→ WHAT TO WORK ON:
Look below for the line containing "[locate] the side". Output it and each remaining line of the entries exactly, and nothing else.

→ Part of a data file:

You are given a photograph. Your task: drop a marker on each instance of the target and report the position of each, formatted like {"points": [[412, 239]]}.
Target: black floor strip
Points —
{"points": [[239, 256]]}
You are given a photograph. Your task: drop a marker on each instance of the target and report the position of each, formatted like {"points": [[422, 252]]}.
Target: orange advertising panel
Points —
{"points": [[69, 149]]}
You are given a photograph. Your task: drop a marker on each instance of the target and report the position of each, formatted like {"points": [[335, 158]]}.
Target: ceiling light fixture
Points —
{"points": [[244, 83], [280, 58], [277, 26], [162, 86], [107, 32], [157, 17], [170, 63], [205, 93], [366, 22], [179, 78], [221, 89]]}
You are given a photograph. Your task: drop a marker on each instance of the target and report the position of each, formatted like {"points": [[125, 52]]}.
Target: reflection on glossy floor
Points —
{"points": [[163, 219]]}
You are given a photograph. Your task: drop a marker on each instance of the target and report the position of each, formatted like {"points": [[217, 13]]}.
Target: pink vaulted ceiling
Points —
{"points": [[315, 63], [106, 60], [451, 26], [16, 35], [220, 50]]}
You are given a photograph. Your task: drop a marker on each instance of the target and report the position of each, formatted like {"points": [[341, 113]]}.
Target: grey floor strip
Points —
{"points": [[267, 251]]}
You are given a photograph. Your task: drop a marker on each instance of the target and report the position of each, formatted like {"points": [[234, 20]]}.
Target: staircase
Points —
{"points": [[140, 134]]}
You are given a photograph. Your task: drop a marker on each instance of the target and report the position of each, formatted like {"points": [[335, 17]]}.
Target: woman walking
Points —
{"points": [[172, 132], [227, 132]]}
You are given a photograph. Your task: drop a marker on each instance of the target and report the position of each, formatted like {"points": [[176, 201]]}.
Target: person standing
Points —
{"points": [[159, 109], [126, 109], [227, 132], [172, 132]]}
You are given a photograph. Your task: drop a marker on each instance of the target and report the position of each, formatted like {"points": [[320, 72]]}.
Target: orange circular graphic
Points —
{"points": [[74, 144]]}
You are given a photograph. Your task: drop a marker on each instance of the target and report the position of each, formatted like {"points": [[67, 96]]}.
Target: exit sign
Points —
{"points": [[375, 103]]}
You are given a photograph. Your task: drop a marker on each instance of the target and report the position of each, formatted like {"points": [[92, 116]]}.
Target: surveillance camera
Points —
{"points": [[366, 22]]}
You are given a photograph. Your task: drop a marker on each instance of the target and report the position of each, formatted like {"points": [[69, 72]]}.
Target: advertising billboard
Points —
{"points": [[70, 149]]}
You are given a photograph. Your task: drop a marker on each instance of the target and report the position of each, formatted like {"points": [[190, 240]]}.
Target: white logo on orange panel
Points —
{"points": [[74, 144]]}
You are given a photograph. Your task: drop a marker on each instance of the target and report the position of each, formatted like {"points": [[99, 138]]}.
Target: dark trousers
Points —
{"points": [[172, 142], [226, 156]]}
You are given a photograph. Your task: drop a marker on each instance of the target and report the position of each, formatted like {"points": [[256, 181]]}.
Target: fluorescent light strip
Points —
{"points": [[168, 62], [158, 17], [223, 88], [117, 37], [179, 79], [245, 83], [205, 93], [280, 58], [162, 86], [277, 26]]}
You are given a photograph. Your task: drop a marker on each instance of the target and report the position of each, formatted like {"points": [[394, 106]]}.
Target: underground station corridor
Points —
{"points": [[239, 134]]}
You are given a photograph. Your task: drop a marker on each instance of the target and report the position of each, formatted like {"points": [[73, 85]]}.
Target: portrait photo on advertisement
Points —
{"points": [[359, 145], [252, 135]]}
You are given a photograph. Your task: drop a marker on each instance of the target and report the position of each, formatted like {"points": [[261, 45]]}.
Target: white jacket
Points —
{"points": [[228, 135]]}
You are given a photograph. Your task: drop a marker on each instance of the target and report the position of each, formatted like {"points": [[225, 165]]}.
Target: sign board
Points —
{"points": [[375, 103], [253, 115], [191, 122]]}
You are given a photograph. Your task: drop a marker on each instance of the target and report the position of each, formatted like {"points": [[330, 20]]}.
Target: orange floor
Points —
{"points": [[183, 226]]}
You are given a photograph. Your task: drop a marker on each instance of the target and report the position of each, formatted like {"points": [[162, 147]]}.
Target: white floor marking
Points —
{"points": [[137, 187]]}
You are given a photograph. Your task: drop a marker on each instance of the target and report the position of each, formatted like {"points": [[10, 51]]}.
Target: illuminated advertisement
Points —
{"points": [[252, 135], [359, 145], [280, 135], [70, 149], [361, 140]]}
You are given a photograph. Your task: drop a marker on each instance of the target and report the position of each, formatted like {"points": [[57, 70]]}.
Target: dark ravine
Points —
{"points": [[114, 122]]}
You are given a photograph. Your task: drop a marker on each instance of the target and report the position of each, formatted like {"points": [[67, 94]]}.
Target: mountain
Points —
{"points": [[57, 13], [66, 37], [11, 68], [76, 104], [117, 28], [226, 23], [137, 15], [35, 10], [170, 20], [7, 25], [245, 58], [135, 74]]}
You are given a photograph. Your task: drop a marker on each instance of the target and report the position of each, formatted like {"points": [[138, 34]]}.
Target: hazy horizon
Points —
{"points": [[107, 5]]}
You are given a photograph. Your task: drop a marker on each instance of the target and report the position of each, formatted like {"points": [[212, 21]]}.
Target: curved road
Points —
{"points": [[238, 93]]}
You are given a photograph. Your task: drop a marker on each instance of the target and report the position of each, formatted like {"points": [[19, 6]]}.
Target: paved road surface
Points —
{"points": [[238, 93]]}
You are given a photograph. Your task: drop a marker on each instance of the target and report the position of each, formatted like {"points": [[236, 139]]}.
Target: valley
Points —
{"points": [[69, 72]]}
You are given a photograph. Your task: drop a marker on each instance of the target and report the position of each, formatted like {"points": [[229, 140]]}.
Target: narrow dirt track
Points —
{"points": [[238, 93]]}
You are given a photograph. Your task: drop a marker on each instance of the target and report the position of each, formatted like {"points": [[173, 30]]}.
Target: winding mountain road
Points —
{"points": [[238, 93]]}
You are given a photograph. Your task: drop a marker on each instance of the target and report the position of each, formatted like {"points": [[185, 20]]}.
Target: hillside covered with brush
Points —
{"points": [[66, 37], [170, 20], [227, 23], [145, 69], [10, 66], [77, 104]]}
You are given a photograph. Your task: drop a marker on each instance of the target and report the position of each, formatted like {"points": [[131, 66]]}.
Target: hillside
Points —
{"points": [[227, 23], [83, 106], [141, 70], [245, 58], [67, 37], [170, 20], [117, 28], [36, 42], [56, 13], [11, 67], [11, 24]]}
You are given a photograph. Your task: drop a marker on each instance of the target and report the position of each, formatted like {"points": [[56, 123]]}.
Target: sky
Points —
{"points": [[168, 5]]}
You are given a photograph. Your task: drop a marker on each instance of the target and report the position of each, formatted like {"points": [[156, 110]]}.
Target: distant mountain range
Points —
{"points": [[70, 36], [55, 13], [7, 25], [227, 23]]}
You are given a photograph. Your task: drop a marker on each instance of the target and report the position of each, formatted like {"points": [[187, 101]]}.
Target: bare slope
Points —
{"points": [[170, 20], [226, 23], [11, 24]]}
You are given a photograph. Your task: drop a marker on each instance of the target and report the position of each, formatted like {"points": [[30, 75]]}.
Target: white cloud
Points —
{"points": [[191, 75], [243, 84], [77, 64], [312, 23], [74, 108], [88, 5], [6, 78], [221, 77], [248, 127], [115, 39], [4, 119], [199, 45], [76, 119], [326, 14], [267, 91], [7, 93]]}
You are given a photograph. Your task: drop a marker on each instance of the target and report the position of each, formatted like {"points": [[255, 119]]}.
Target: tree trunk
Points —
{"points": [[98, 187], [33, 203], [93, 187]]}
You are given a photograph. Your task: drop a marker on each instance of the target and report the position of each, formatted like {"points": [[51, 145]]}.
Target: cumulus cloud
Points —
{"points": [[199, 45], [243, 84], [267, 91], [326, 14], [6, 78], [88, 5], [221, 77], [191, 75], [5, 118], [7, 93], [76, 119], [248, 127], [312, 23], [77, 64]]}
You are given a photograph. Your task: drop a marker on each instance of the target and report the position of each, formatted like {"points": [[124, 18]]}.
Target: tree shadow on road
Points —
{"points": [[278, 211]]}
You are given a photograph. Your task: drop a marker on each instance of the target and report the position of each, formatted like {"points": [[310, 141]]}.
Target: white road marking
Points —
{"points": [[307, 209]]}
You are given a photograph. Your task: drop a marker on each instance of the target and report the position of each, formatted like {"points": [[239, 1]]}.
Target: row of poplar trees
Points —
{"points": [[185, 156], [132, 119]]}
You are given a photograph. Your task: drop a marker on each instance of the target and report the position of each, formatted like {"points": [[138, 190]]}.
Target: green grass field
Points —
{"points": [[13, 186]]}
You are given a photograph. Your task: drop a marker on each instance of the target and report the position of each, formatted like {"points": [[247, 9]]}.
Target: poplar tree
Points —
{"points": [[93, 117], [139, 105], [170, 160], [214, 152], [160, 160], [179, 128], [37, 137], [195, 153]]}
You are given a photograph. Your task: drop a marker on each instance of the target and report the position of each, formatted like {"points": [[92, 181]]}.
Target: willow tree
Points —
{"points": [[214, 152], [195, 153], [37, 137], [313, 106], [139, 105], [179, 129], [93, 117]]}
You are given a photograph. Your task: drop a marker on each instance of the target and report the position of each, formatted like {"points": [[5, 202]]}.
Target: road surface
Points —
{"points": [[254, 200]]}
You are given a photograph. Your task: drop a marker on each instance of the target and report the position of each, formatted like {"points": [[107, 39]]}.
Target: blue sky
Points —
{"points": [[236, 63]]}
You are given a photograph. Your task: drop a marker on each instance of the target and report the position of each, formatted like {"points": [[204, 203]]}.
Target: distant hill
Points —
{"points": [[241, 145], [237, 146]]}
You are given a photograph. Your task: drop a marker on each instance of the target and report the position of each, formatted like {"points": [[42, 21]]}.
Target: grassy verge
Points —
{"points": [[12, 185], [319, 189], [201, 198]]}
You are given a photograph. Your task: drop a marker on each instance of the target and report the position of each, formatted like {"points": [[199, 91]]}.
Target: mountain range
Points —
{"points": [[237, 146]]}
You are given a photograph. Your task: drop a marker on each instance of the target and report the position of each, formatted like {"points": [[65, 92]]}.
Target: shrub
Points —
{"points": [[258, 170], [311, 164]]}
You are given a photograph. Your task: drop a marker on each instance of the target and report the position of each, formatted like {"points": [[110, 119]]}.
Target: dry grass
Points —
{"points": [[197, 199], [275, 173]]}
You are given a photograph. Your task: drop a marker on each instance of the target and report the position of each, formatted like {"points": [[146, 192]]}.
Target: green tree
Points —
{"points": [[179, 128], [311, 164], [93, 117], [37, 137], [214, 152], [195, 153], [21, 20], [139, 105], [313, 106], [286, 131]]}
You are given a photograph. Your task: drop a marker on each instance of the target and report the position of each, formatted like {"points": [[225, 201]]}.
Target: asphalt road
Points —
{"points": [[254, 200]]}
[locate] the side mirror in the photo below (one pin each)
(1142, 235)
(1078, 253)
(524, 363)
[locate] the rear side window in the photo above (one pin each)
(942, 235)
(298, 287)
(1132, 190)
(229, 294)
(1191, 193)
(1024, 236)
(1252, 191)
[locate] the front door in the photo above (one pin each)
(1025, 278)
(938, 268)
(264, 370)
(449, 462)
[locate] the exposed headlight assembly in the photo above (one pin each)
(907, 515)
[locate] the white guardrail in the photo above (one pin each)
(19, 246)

→ ANSWER TO THE EXERCISE:
[locate] the side mirror in the photo below (one pin each)
(1142, 235)
(1078, 253)
(524, 363)
[locate] the rear side window in the photo above (one pin each)
(942, 235)
(298, 287)
(1132, 190)
(229, 294)
(1191, 193)
(1024, 236)
(1252, 191)
[locate] the front door in the photo above (one pin each)
(1025, 278)
(938, 268)
(264, 370)
(449, 462)
[locate] the exposed headlight assembly in the photo above (one pin each)
(907, 515)
[locate] the white guardrail in the photo above (one pin each)
(19, 246)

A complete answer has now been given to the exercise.